■ What is needed: Copy every one of the records below, line for line, with no changes.

Source data:
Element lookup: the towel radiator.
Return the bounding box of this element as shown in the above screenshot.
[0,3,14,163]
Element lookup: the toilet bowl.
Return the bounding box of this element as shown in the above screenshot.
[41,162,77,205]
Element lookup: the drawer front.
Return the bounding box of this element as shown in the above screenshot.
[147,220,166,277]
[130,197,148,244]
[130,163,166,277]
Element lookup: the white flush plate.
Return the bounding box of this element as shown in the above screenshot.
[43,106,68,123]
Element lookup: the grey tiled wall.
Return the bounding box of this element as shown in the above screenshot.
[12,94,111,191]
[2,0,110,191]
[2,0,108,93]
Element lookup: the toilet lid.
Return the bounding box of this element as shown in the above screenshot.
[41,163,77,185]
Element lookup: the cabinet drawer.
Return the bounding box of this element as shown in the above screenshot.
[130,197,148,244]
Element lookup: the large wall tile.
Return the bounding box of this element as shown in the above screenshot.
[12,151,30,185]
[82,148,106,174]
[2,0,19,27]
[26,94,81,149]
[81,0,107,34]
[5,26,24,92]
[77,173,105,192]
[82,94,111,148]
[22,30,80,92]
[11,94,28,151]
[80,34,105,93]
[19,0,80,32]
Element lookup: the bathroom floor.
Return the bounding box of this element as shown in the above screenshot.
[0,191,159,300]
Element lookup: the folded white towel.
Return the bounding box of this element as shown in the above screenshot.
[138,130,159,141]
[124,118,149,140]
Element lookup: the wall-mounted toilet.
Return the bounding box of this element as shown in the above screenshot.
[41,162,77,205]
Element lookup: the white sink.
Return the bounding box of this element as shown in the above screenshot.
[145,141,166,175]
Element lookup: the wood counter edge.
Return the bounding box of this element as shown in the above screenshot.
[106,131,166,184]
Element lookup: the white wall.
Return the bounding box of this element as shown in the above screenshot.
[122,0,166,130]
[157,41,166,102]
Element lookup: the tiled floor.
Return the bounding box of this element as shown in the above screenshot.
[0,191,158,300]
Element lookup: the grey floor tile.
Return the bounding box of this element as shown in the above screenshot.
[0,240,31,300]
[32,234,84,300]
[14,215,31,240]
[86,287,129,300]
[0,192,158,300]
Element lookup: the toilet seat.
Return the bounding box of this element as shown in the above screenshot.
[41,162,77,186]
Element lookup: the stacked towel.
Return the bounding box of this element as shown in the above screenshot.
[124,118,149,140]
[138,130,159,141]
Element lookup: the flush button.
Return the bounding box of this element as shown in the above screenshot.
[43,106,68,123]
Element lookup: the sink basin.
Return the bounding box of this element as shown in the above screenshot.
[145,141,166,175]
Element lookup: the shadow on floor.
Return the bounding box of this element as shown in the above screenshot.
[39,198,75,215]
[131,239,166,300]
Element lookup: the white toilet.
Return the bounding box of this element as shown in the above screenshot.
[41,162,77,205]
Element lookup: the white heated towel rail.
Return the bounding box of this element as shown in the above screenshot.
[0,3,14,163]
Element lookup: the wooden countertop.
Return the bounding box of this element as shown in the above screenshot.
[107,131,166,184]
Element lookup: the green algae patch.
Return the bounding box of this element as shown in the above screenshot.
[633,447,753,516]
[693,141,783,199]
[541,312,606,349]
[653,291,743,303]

■ Final answer:
Element lookup: the towel radiator.
Return the bounding box of this element as shown in the above screenshot.
[0,3,14,163]
Element lookup: the toilet bowl.
Return the bounding box of this element as shown in the above screenshot.
[41,162,77,205]
Element lookup: the drawer front.
Return the bounding box of this element as shown in the above screenshot.
[147,220,166,277]
[130,197,148,244]
[130,163,166,277]
Element lookup: the white flush plate.
Return the bounding box of this element as shown in the above screenshot.
[43,106,68,123]
Element lookup: the grey tiled wall.
Return the bounding box of this element as shown in the above screenshot.
[12,94,111,191]
[2,0,110,191]
[2,0,108,93]
Element lookup: the toilet lid.
Return the bounding box of this element as shown in the above screenshot.
[41,163,77,185]
Element lookup: the cabinet drawer.
Return the bounding box of this element as shown in the above screenshot.
[130,197,148,244]
Element lookup: the large wall tile.
Return the bounding box of this element as shown in the above screenshot.
[12,151,30,185]
[82,148,106,174]
[2,0,19,27]
[26,94,81,149]
[81,0,107,34]
[5,26,24,92]
[77,173,105,192]
[82,94,111,148]
[22,30,80,92]
[11,94,28,151]
[80,34,105,93]
[19,0,80,32]
Element lookup: the bathroom floor.
Return the bounding box of this element as shown in the above screenshot.
[0,191,159,300]
Element lookup: the folded white towel.
Return the bounding box of this element as shown in the above screenshot.
[138,130,159,141]
[124,118,149,140]
Element lookup: the wall-mounted toilet.
Return the bounding box of this element as shown in the above screenshot.
[41,162,77,205]
Element lookup: the white sink.
Return the bounding box of this element as shown in the above screenshot.
[145,141,166,175]
Element lookup: the wood counter edge.
Return the bounding box of this element as shown in the above screenshot.
[106,131,166,184]
Element lookup: the white wall.
Return the bounding box of this element as shown in the above screenshot.
[122,0,166,130]
[157,41,166,102]
Element lookup: the tiled floor.
Return the bounding box of this element as shown in the above screenshot.
[0,191,158,300]
Element lookup: the grey floor tile.
Return the bounding box of this element as shown in the above screenshot.
[0,240,31,300]
[32,234,84,300]
[14,215,31,240]
[86,287,129,300]
[0,192,158,300]
Element lookup: the toilet seat.
Return the bounding box of this element as shown in the above screenshot.
[41,162,77,186]
Element lookup: the stacked towel.
Return the bounding box of this element as shown in the above screenshot.
[124,118,149,140]
[138,130,159,141]
Element lookup: the flush button.
Return the bounding box of this element as shown in the above screenshot.
[43,106,68,123]
Element lookup: the sink basin.
Return the bounding box of this element as shown in the above screenshot.
[145,141,166,175]
Element lookup: the shadow on floor.
Return the bounding box of this element as shown in the above screenshot.
[39,198,75,215]
[131,239,166,300]
Element lookup: the white toilet.
Return the bounding box of this element as shown in the above screenshot.
[41,162,77,205]
Element lookup: the white heated towel rail.
Return the bounding box of this element as shown in the above screenshot.
[0,3,14,163]
Element lookup: the wooden countertop.
Return the bounding box of this element as shown in the above screenshot.
[107,131,166,184]
Element lookup: the green algae patch.
Return the bounding box of this element as shown in the above screenshot.
[633,447,753,516]
[693,141,783,199]
[541,312,606,349]
[653,291,743,303]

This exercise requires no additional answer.